[Data items]
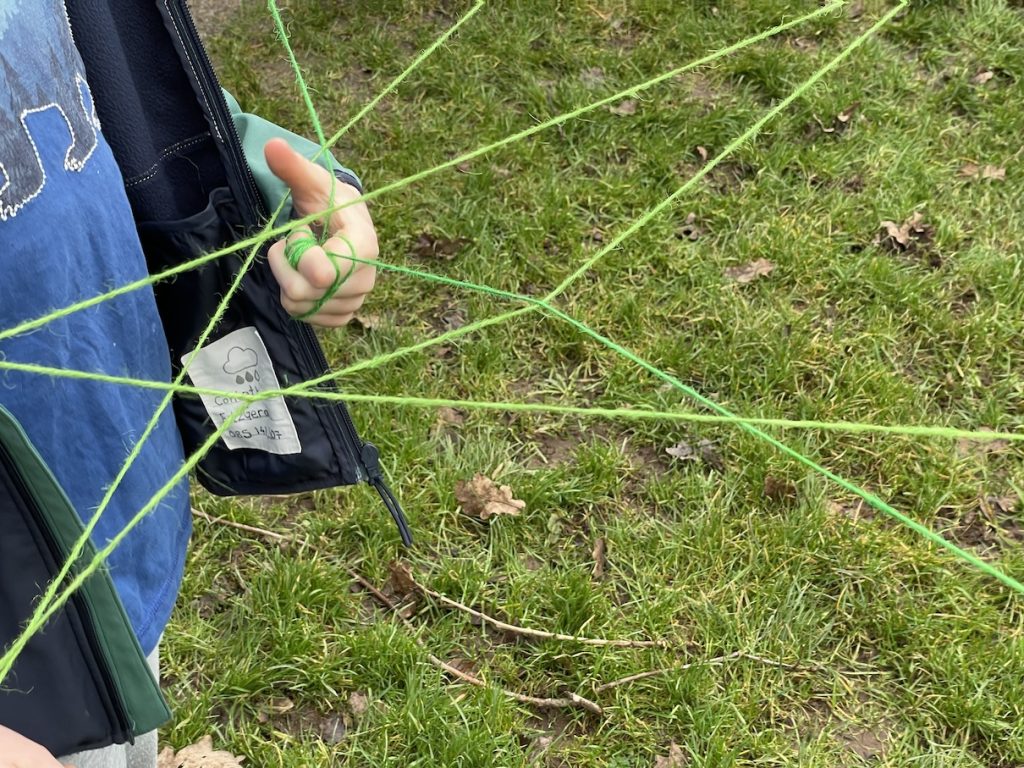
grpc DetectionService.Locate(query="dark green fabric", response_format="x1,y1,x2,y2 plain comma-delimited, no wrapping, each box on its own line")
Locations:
0,406,171,737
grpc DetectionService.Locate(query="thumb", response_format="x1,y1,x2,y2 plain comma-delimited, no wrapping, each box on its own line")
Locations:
263,137,331,210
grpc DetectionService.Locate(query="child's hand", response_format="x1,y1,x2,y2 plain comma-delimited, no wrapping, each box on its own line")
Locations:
0,725,70,767
264,138,378,328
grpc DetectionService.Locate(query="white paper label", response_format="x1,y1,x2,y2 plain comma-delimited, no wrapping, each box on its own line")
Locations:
182,327,302,455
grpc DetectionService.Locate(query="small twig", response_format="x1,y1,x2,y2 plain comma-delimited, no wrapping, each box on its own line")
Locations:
594,651,797,693
404,567,669,649
348,566,603,715
191,507,289,542
193,513,783,715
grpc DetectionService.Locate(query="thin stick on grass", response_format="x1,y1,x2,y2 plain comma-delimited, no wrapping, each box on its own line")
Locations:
191,511,794,713
400,564,670,649
346,566,603,715
594,651,798,693
192,507,290,542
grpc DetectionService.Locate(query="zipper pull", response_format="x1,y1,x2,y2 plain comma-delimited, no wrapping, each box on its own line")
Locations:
360,442,413,547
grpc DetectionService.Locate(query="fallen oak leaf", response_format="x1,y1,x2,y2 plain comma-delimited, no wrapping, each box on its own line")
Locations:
455,474,526,520
157,736,245,768
724,258,775,284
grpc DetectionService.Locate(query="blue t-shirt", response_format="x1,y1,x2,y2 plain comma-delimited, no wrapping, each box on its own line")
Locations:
0,1,190,654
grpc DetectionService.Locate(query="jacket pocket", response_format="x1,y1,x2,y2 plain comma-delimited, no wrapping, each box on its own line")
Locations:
0,406,170,756
137,187,365,495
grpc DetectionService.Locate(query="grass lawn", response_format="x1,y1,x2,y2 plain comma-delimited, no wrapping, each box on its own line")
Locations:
173,0,1024,764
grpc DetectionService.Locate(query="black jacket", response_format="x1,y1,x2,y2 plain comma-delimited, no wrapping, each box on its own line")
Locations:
0,0,407,754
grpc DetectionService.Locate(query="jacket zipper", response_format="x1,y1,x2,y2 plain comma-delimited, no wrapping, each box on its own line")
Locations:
167,0,411,546
0,443,135,742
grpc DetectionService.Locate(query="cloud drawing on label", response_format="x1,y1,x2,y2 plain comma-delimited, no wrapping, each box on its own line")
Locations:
223,346,259,375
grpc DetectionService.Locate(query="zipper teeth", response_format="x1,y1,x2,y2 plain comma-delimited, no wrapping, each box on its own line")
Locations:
0,444,133,737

### What you will do
Search the entries for the string "zipper" and return each line where it turns up.

### Answer section
grpc DetectionService.Locate(query="zipper pull", response_format="x1,y1,x2,y2 plain comma-delimited, no wrapping, each box on its own line")
grpc DetectionService.Locate(query="jacket zipper", response_format="x1,y1,x2,y2 plain comma-delimited, no wrapping, each box on its own line")
grpc DetectionService.Locate(query="zipper teeth", response_format="x1,y1,x2,y2 plain comma-delimited, no wrapping, each box on its own line")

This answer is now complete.